__Task__. Scale the lines starting with the line containing "Find the bokeh" and going on through the line containing "pixel 572 401", both ends included. Reproduce those lines alone, requests included, and multiply every point coordinate in the answers by 1.3, rounding to whole numbers with halves going up.

(Named-object pointing lines)
**********

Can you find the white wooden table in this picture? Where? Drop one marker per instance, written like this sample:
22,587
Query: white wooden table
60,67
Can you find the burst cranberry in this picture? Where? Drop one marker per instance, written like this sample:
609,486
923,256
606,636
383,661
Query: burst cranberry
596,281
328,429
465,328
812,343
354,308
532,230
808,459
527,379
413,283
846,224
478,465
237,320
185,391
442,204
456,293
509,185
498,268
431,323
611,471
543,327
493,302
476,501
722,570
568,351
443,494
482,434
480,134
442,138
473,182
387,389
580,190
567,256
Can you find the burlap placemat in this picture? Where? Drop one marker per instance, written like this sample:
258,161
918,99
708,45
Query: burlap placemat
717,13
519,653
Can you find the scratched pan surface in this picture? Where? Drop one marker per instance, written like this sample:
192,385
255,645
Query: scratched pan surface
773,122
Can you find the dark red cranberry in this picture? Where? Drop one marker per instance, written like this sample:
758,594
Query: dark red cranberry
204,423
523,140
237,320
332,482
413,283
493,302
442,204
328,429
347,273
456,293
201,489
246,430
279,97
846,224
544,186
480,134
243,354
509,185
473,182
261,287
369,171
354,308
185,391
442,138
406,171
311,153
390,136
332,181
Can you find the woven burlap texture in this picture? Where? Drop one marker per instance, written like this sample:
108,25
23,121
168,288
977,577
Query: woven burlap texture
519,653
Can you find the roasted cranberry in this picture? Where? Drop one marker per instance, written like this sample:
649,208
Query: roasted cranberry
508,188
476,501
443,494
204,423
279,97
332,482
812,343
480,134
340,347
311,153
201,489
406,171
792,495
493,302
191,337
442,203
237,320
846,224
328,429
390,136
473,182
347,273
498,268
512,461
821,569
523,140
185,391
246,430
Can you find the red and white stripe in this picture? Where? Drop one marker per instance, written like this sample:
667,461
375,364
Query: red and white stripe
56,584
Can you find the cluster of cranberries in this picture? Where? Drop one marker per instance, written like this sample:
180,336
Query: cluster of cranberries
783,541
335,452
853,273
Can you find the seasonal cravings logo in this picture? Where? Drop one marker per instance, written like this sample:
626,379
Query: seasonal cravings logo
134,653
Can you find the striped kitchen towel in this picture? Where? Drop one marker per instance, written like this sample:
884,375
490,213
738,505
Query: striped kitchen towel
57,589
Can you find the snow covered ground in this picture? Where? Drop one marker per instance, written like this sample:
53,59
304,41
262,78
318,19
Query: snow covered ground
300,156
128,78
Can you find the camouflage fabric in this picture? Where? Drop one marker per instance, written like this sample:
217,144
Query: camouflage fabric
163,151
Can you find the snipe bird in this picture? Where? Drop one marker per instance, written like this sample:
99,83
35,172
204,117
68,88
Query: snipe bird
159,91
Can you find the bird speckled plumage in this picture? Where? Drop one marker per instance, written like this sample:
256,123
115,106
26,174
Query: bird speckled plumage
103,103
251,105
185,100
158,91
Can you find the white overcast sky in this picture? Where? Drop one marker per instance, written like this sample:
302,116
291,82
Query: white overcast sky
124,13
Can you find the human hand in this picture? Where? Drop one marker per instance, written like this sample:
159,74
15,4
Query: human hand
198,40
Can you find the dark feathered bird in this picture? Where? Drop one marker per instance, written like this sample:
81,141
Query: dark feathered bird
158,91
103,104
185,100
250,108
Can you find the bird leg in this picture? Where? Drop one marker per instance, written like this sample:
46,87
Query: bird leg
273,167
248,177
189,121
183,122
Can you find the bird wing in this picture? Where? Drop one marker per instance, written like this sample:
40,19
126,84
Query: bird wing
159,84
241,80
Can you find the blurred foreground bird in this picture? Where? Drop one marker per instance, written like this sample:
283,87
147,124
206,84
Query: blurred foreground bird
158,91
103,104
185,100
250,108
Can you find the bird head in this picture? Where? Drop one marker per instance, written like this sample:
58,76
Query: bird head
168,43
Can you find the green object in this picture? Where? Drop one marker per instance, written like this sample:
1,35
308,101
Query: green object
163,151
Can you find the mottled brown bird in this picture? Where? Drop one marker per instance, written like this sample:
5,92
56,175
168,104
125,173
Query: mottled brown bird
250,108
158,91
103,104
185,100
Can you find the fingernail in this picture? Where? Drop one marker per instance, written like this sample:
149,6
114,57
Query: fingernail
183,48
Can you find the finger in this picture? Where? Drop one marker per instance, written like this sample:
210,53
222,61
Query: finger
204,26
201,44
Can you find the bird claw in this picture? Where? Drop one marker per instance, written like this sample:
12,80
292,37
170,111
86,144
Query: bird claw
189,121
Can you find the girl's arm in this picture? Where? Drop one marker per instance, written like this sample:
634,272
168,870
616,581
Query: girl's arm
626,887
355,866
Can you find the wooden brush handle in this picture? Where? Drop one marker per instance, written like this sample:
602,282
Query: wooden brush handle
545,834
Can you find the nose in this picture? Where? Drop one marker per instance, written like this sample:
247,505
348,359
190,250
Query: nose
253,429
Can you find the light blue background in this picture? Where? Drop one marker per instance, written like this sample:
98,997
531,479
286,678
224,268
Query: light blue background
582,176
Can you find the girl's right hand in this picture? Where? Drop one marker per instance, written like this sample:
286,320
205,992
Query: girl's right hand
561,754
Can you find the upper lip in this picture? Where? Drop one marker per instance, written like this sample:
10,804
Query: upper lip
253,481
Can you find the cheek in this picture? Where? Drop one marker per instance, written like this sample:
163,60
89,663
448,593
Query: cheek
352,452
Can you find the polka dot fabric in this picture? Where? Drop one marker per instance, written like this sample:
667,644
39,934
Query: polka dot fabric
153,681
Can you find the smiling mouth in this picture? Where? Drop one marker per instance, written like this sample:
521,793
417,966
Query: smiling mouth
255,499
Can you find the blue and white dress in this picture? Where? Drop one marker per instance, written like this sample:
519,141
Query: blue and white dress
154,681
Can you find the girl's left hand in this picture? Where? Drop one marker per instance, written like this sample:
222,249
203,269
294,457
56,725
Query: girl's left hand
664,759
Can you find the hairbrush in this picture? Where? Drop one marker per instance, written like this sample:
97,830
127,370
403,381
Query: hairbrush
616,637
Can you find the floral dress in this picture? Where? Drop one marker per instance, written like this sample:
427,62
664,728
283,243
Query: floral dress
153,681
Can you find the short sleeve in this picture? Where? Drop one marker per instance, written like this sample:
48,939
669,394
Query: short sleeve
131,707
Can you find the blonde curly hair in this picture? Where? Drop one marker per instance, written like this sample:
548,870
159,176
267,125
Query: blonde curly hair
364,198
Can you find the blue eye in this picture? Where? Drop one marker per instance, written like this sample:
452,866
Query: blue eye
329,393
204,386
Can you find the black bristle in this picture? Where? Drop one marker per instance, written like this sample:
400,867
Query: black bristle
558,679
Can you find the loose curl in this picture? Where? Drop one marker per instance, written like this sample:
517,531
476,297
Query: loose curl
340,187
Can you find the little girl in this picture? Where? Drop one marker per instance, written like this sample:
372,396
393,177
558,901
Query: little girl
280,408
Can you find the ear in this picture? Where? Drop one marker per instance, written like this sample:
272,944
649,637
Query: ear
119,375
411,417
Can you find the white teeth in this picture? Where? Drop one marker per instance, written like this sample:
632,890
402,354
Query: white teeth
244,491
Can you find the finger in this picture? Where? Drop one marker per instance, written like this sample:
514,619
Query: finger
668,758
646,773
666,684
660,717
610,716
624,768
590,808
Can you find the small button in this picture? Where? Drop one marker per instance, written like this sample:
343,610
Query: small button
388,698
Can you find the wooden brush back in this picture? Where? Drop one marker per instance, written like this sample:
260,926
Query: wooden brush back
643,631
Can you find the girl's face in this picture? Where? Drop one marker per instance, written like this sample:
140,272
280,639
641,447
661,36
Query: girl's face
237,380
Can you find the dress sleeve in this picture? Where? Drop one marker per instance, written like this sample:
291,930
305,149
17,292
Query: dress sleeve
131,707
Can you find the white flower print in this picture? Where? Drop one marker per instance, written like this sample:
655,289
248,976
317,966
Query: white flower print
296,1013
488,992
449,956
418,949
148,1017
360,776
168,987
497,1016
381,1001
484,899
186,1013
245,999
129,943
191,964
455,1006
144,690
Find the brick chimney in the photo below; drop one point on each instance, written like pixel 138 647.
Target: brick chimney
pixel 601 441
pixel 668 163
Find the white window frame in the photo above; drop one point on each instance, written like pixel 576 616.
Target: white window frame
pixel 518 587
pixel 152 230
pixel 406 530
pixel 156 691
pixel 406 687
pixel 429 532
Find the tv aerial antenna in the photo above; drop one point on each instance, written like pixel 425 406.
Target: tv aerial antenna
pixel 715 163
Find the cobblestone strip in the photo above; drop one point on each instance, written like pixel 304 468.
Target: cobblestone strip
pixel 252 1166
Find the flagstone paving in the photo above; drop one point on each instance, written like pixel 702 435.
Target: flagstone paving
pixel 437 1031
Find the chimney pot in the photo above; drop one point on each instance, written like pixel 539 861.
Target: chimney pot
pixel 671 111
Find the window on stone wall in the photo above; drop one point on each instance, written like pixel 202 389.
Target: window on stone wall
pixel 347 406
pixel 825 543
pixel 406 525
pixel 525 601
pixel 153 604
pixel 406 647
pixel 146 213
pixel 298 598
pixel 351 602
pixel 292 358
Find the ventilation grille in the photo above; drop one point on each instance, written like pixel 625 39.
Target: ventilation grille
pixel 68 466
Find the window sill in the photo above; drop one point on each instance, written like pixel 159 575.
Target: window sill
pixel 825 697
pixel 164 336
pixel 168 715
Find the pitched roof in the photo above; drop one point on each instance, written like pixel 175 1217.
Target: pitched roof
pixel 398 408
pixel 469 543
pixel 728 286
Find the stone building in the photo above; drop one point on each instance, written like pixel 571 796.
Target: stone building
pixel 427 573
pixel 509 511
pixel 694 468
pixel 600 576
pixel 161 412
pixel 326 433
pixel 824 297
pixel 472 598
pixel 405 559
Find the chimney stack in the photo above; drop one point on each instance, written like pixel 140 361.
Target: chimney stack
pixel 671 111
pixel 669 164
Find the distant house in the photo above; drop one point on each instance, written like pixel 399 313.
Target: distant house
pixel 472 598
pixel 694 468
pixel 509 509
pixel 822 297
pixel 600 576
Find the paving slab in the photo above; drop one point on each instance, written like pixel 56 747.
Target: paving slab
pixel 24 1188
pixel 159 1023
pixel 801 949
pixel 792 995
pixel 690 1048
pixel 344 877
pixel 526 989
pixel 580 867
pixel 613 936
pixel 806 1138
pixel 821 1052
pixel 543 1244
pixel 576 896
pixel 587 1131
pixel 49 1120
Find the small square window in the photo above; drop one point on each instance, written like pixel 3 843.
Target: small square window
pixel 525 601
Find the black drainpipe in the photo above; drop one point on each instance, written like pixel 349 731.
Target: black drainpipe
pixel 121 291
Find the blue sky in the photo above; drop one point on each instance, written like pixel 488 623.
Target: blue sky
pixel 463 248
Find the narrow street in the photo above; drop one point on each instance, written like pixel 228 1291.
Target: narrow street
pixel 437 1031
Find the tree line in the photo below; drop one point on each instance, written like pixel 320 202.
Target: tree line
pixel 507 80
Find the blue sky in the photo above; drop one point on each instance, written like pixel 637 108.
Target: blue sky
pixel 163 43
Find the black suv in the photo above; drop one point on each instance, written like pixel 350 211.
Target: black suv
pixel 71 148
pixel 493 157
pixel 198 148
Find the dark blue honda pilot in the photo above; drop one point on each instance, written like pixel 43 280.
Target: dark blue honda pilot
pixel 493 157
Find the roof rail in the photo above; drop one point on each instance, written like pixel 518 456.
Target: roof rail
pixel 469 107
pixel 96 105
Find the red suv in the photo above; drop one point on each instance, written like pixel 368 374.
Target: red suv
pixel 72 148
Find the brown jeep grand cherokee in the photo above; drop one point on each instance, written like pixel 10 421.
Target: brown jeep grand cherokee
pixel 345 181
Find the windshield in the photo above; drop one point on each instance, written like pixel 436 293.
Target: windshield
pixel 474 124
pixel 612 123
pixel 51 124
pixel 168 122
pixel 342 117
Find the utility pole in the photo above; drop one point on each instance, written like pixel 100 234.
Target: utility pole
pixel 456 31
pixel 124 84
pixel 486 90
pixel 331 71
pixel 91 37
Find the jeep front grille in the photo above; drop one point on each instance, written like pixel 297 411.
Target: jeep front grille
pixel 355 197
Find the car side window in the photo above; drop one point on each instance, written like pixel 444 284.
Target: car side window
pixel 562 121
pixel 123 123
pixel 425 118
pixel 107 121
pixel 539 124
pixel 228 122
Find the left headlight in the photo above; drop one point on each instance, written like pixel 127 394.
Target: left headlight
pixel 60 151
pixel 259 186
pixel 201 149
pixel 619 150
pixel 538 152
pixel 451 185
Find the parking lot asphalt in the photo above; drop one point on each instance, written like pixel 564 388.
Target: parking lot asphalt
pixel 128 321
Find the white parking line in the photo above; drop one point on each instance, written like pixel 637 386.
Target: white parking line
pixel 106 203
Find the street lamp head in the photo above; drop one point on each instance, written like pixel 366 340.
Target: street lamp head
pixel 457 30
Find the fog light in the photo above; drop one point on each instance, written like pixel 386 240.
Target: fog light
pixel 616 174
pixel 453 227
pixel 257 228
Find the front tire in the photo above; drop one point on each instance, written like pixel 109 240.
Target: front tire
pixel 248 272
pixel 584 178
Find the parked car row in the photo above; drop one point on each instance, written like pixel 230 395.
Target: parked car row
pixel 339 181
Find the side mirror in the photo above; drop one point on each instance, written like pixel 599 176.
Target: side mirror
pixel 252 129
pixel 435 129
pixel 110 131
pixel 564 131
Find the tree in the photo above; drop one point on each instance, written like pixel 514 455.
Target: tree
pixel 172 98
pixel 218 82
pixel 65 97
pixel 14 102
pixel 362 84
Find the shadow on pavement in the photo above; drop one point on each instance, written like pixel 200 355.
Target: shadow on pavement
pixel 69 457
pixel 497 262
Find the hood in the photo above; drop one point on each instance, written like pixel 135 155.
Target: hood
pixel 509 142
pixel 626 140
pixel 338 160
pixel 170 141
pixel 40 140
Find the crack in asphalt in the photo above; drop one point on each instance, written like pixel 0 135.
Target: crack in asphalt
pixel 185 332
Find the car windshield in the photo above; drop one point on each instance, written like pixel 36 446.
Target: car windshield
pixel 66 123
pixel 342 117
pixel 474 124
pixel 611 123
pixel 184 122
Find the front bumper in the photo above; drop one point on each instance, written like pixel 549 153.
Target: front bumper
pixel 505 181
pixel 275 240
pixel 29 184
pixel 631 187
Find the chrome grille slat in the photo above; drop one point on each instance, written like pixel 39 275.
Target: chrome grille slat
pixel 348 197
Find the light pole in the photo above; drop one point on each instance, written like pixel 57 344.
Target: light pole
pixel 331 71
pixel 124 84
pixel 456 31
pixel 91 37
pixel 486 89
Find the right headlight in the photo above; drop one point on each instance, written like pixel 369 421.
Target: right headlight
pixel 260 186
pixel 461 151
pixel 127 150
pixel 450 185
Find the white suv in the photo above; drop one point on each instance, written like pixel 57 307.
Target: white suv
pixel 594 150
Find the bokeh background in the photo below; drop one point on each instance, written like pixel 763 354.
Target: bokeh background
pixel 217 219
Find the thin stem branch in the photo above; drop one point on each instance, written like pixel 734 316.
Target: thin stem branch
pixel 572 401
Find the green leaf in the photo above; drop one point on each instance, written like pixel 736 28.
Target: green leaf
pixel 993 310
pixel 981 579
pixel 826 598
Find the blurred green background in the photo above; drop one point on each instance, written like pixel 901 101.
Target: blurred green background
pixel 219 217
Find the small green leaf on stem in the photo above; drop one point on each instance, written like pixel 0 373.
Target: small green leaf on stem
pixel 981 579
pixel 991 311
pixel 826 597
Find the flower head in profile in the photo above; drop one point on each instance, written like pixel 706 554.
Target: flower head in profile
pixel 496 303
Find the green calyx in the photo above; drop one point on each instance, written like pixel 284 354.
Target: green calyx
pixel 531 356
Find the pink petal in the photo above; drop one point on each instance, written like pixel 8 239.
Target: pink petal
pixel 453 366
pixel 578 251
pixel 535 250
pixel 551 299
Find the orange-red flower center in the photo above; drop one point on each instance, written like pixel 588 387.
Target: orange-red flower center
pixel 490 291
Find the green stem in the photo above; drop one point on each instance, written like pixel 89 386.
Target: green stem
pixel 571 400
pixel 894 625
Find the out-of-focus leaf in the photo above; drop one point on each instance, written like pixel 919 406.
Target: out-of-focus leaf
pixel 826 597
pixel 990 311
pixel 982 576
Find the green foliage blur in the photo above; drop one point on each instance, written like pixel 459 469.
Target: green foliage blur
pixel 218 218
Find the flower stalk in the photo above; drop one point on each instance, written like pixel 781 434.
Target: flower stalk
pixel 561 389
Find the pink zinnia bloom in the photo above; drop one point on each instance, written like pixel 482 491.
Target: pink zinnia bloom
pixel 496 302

**********

__Exercise result__.
Find the bokeh background in the photo below; drop one point on each instance, written like pixel 763 354.
Target: bokeh background
pixel 282 285
Find the thin stem branch in the photo above; drop one point on each instance, written like pixel 734 316.
Target: thin stem branch
pixel 744 521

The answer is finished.